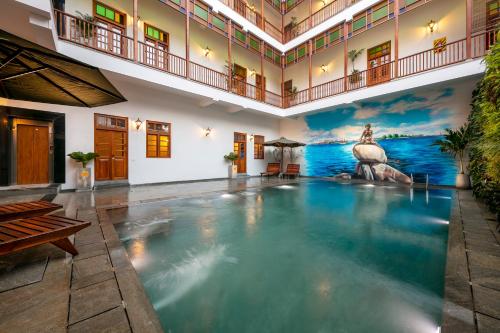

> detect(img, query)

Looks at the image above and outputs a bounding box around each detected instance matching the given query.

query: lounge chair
[260,163,281,178]
[0,215,90,255]
[283,164,300,177]
[0,201,62,222]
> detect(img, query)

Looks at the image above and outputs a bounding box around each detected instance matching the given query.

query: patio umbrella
[0,30,126,107]
[263,137,306,171]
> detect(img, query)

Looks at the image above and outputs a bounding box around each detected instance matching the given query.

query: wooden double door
[16,124,50,185]
[233,132,247,173]
[367,41,391,86]
[94,114,128,181]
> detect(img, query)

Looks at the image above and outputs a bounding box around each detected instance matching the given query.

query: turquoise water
[305,136,457,185]
[111,181,453,333]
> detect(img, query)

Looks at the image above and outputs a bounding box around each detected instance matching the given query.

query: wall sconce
[135,118,142,130]
[205,46,212,57]
[427,20,437,33]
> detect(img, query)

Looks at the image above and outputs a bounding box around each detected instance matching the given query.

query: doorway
[94,114,128,181]
[233,132,247,173]
[255,74,266,101]
[233,64,247,96]
[367,41,391,86]
[15,121,51,185]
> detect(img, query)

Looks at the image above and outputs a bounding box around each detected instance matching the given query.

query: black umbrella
[263,137,306,170]
[0,30,126,107]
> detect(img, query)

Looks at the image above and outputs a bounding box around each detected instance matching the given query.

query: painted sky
[304,88,470,143]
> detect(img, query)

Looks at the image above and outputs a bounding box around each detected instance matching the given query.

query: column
[343,22,349,91]
[227,20,233,91]
[465,0,472,59]
[186,0,191,80]
[394,0,399,77]
[133,0,139,62]
[308,39,312,101]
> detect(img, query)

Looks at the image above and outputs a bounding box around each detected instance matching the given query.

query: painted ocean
[305,136,457,185]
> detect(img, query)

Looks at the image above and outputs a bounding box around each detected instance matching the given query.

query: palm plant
[224,152,238,165]
[432,124,471,174]
[68,151,99,168]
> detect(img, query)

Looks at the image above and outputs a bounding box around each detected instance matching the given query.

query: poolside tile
[69,279,122,325]
[72,254,111,280]
[477,313,500,333]
[68,306,131,333]
[472,285,500,319]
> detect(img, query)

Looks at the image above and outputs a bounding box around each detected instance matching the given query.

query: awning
[0,30,126,107]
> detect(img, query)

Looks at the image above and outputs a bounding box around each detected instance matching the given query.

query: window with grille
[253,135,264,160]
[146,120,172,158]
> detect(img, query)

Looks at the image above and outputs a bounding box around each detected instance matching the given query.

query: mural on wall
[304,84,472,185]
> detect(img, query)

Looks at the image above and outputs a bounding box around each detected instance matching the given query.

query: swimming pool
[110,180,453,333]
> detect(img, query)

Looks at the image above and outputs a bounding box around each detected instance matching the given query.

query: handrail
[55,10,497,108]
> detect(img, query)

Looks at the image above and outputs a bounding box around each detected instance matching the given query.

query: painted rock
[371,163,411,184]
[352,143,387,163]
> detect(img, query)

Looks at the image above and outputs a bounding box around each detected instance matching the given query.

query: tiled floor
[0,178,500,333]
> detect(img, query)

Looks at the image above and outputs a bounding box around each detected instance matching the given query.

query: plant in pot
[68,151,99,191]
[347,49,365,84]
[76,10,94,38]
[432,124,471,189]
[224,152,238,178]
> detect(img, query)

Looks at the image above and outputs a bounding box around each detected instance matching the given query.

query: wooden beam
[394,0,399,77]
[133,0,139,62]
[185,0,191,80]
[465,0,472,59]
[227,20,233,91]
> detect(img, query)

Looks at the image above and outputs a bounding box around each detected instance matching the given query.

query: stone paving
[0,178,500,333]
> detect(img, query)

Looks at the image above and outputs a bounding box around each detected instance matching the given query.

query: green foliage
[68,151,99,168]
[224,152,238,164]
[469,43,500,214]
[432,124,471,173]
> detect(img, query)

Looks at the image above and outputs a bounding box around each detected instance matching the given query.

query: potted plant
[68,151,99,191]
[76,10,94,38]
[432,124,471,189]
[224,152,238,178]
[347,49,365,84]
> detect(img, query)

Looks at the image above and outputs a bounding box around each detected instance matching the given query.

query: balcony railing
[55,10,497,108]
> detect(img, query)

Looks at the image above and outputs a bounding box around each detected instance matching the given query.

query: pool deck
[0,178,500,333]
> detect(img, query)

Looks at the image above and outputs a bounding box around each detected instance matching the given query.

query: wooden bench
[0,215,90,255]
[283,163,300,177]
[0,201,62,222]
[260,163,281,177]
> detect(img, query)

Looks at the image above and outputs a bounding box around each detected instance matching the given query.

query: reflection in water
[115,181,451,333]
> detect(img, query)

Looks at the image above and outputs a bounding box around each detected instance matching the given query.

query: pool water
[114,180,453,333]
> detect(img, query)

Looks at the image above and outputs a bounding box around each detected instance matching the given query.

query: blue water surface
[305,136,457,185]
[114,180,453,333]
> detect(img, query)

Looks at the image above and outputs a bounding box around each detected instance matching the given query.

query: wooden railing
[137,42,186,77]
[55,10,134,59]
[55,10,492,108]
[189,62,228,90]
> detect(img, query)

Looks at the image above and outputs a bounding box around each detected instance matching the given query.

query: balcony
[55,10,496,108]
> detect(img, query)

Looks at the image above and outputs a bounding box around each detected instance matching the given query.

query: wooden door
[367,41,391,86]
[16,124,49,184]
[94,114,128,181]
[255,74,266,101]
[233,64,247,96]
[233,132,247,173]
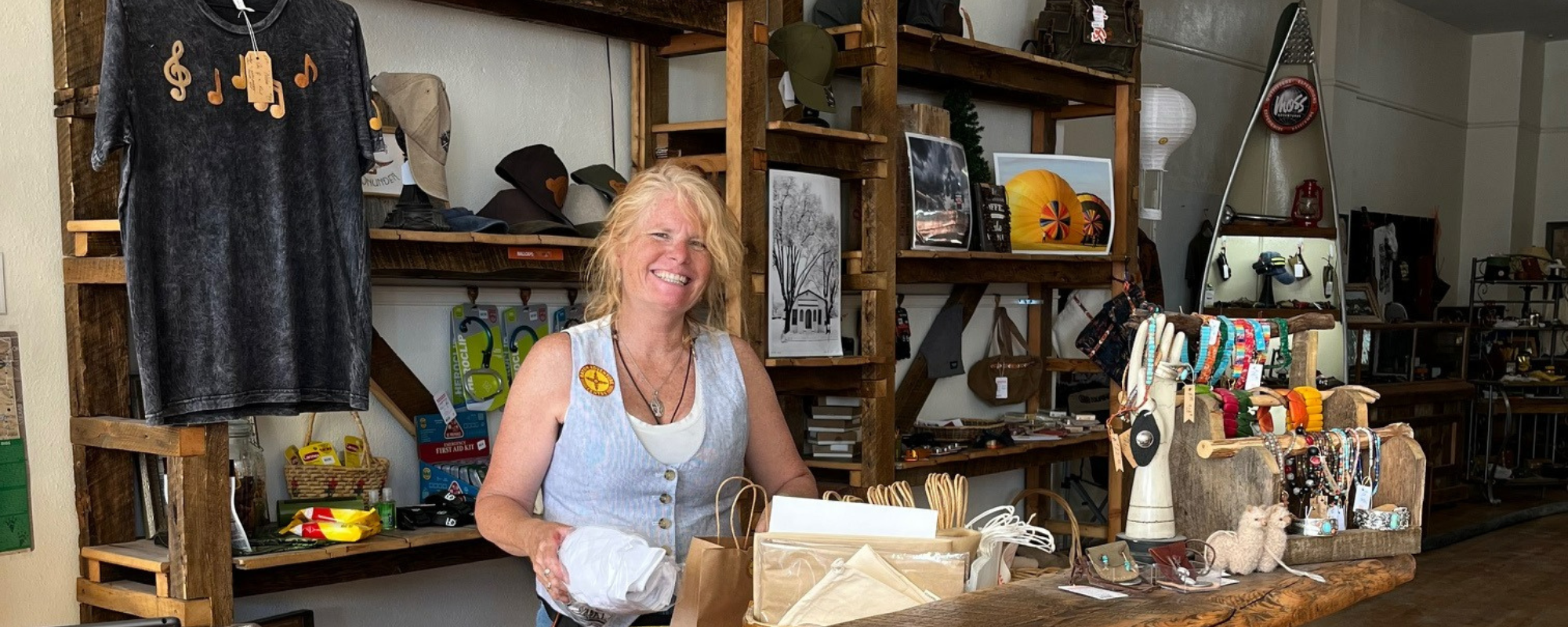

------------------------------------------------

Rewrite all of the records above, substituting "rectangle" for every occurrence of "bounding box" and leaving everything else unchanged. Leave the pictures out.

> detect(img, query)

Looks at the image above and outputs a rectangle around each detected instance matching the given query.

query: lounge chair
[260,163,281,178]
[0,215,90,255]
[283,164,300,177]
[0,201,62,222]
> detect(img, query)

Looks at the image above and outputs a rectangle around each detected instance matching the given query.

query: patio umbrella
[0,30,126,107]
[263,137,306,171]
> detect(img, query)

Looks at the image above and outputs a rectangle around each detected instance matching the given query.

query: wooden double door
[16,124,50,185]
[233,132,247,173]
[367,41,391,86]
[94,114,128,181]
> detect(img, query)

Looks at the image above and outputs a rectangle around each detected instance matching the given query.

query: turquoise water
[305,136,457,185]
[111,181,453,333]
> detect(img, query)

Looks at the image above and outputs a rectangle around each detected instance matching the given query.

query: wall sconce
[135,118,142,130]
[205,46,212,57]
[427,20,437,33]
> detect(img, query)

Looks at the image above and outputs a rectangle around each detected instance matching the given query.

query: doorway
[94,114,128,181]
[233,132,247,173]
[255,74,266,101]
[233,64,247,96]
[367,41,391,86]
[15,121,51,185]
> detect(img, query)

Looks at the image above and outputs a rectangle around each detected instance matching the given query.

query: black umbrella
[263,137,306,170]
[0,30,126,107]
> detect(img, query)

Looks at the image above and outputs a rectangle around each detected instance matching the given query.

query: painted sky
[304,88,470,143]
> detect(img, query)

Looks at the image above and outputs a rectangle around each detected instance matching the given query.

query: column
[343,22,349,91]
[227,20,233,91]
[465,0,472,59]
[186,0,191,80]
[394,0,399,77]
[133,0,139,62]
[308,39,312,101]
> detect(img, query)

Looks at the image above and outputs a rectangle around each detected instance matching the given query.

query: painted ocean
[305,136,457,185]
> detect(img, query)

Looks at the image above and outputs a rectangle around each detected instance matching the given query.

query: palm plant
[224,152,238,165]
[432,124,471,174]
[68,151,99,168]
> detect(img, query)

Looks at the image above and outputs a rectangle around each detected instance matching the given query.

query: poolside tile
[69,279,122,325]
[72,254,111,280]
[477,313,500,333]
[68,306,131,333]
[472,285,500,319]
> detect(img, query)

Looks at the image above and outputs a rectangle around each detected instance matching the given query.

query: awning
[0,30,126,107]
> detect(img, query)

Looks at the image above and outputs a rectangle around each detected instance matching the given query.

query: window with grille
[253,135,264,160]
[146,120,172,158]
> detect(img, query)

Looks at the image above and outputs a rectangle around each detected instance matching the given query.

query: mural on wall
[304,84,472,185]
> detect(img, query)

Looks at the image above and outputs a rectangle around each detected instance matching the given query.

query: swimming pool
[110,180,453,333]
> detect(img, query)

Looks at the image above and outputs a rectangle around each detected instance matching the given query.

query: handrail
[55,10,497,108]
> detect(img, query)

Looks at the image above and outputs a rectangle around each detected instance matching the given query.

query: painted rock
[371,163,411,184]
[352,143,387,163]
> detect(img, query)

Looks at the image above and outputs a rectangle around each detected instance matching the given query.

query: tiled floor
[0,178,500,333]
> detect(img, query)

Looks at the image above and outputs a rectangle around each detected instance matching the given query.

query: plant in pot
[68,151,99,191]
[347,49,365,84]
[76,10,94,38]
[432,124,471,189]
[224,152,238,178]
> detect(img, query)

Looks at the image above and outputs a rectangle around each detected instance matching the given query.

query: wooden beam
[394,0,399,77]
[133,0,139,62]
[185,0,191,80]
[465,0,472,59]
[227,20,233,91]
> detect(img, query)

Looks at the image above and outputs a rectangle around each detected instance matching the given query.

query: stone paving
[0,178,500,333]
> detect(img, query)

Looks at the image above and outputs a rectangle around each detected instance matching the given query.

query: green foliage
[68,151,99,168]
[224,152,238,164]
[469,43,500,214]
[432,124,471,173]
> detect(img, query)

Looks at the image above and outputs a rectangle around each detected instance matching the given query.

query: potted plant
[68,151,99,191]
[76,10,94,38]
[432,124,471,189]
[224,152,238,178]
[347,49,365,84]
> detect(img, query)

Looks at the image above and outputs a rectangle around each detected instance matching the given query.

query: balcony railing
[55,10,497,108]
> detect(img, query)

Looks at the image above and outputs a rectangle around each detected instance matching the given query.

query: pool deck
[0,178,500,333]
> detect(img, query)

Looks at the image above and outputs a rectangle around each detected instance matching the given query.

query: wooden bench
[0,215,90,255]
[283,163,300,177]
[0,201,62,222]
[260,163,281,177]
> detect(img, query)

Looks at the image above and outputs a rectangle around each detected instance matching the given query.

query: reflection in water
[115,181,451,333]
> detect(img, query)

Looks at the image above and outputs a rectangle around each detected instance matching the given query.

query: pool water
[114,180,453,333]
> detect(img, query)

Looks at the image above and outputs a rectangle around each detected instance matching the given query.

query: blue water surface
[305,136,457,185]
[114,180,453,333]
> detect(img, query)

Looks at the image above and outputs a rectangle around each detected instance matching the given query.

query: wooden railing
[137,42,186,77]
[55,10,134,59]
[55,10,492,108]
[189,62,228,90]
> detect(img, query)

Looks at the image above and outputs a rectangle around each detected instance matching the given query.

query: balcony
[55,10,496,108]
> detect(img, query)

Looks at the image above and outputs a rectangle around each detected instance matching the given query.

query: wooden door
[367,41,391,86]
[16,124,49,184]
[94,114,128,181]
[255,74,266,101]
[233,64,247,96]
[233,132,247,173]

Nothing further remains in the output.